» Brief
The response should be exactly the number of lines in the material below that contain the word "white".

» Data for this exercise
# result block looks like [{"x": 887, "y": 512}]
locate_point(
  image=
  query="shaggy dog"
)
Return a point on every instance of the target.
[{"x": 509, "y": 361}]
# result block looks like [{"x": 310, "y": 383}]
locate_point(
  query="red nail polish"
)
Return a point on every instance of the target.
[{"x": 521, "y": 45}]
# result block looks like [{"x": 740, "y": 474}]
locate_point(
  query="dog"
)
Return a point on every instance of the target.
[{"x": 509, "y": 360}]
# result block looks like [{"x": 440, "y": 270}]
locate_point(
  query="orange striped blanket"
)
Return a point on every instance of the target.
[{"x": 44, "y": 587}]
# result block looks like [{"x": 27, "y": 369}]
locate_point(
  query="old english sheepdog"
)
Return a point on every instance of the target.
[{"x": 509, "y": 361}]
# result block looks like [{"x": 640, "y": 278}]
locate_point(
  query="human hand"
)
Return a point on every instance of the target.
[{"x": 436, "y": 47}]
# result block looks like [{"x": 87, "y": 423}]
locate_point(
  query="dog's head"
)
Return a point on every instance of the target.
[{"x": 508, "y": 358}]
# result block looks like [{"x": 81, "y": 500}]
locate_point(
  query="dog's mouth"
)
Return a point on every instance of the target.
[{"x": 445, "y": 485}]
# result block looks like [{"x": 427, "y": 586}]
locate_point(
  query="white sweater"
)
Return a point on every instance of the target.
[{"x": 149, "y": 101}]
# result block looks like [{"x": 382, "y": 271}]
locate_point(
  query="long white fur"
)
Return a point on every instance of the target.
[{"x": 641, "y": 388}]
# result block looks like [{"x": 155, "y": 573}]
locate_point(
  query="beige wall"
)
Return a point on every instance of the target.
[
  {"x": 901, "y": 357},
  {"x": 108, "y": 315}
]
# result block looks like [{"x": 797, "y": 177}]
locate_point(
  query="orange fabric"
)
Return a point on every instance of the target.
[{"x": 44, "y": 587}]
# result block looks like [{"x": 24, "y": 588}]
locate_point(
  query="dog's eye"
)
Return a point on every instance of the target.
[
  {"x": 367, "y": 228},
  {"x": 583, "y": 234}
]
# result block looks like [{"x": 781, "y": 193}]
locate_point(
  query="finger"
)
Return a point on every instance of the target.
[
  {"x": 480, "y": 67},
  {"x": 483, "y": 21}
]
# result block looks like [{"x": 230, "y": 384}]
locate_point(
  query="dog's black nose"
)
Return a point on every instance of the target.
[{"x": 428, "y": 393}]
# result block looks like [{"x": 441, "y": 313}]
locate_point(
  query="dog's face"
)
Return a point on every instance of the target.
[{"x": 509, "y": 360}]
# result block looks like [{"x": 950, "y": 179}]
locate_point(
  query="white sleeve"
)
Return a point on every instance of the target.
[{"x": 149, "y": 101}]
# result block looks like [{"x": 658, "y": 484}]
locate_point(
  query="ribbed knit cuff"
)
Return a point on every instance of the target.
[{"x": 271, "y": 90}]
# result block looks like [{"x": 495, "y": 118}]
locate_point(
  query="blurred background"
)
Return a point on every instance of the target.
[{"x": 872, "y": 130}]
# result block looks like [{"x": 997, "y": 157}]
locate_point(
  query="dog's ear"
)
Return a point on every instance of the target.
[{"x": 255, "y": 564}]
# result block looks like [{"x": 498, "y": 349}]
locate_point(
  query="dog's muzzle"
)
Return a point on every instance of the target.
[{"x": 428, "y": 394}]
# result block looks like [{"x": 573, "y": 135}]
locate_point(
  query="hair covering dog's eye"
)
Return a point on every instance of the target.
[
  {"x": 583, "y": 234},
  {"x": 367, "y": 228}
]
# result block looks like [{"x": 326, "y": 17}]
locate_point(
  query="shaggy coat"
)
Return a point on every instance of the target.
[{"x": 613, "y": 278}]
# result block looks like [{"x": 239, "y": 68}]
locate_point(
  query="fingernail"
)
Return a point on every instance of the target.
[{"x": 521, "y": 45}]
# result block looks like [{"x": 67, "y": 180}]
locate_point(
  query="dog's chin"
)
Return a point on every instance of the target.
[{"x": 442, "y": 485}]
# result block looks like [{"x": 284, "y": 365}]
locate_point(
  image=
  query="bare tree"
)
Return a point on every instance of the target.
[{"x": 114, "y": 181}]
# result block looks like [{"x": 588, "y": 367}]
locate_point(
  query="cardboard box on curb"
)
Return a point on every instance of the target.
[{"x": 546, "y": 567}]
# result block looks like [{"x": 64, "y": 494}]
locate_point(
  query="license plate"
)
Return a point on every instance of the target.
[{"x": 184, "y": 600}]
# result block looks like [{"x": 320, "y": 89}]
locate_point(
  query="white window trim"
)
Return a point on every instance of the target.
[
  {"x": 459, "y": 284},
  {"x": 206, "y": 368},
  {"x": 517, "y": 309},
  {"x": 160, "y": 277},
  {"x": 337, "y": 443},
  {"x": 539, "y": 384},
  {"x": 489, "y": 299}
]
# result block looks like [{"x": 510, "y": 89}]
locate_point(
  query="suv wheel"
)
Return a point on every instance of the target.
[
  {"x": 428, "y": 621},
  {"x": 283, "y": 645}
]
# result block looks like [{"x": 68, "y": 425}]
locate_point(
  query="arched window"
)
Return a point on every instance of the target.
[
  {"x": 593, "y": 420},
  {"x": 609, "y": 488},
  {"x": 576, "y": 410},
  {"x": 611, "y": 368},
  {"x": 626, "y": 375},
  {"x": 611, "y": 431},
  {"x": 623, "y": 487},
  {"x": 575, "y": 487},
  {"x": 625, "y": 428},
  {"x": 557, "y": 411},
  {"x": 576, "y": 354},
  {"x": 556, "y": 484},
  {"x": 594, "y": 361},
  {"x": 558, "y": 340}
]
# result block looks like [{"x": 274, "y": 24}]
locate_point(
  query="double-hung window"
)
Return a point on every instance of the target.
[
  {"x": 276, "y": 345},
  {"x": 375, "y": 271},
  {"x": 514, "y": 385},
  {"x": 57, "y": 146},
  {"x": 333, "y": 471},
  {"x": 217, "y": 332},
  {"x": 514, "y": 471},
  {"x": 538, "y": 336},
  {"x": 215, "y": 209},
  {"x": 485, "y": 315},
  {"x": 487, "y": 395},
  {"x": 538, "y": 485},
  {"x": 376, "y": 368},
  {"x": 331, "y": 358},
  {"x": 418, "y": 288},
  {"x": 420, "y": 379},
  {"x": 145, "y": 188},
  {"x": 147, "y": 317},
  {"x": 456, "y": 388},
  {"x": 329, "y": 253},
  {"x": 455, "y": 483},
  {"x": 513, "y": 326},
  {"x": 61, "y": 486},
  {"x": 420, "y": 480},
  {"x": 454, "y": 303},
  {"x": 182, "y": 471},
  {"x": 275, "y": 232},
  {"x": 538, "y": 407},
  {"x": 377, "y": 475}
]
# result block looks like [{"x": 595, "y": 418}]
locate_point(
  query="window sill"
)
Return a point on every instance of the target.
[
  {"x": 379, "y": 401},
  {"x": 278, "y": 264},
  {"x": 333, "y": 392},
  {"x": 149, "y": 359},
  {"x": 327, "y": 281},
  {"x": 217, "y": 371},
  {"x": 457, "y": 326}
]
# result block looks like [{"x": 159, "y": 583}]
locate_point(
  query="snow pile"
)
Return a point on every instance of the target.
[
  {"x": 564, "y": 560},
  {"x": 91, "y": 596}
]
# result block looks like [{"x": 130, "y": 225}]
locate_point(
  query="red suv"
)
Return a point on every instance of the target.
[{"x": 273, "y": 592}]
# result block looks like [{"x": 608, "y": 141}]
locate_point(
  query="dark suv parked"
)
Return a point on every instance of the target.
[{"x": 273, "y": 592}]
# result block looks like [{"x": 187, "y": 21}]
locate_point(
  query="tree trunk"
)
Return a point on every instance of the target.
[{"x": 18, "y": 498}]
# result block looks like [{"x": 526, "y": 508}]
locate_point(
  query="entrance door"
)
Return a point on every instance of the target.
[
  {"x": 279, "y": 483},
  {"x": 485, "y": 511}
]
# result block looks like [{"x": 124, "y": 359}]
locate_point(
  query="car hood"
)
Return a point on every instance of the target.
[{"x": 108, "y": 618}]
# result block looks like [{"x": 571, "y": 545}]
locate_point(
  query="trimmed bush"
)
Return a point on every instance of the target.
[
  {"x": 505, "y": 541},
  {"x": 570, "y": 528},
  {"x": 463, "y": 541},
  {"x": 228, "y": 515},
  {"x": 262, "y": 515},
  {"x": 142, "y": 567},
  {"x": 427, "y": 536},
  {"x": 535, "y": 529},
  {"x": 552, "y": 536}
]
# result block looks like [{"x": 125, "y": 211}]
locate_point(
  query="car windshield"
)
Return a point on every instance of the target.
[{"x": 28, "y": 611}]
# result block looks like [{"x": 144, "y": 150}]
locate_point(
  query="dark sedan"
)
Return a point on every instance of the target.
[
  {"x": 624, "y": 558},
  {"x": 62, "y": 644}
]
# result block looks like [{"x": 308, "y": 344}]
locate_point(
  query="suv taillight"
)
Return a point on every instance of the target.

» Exercise solution
4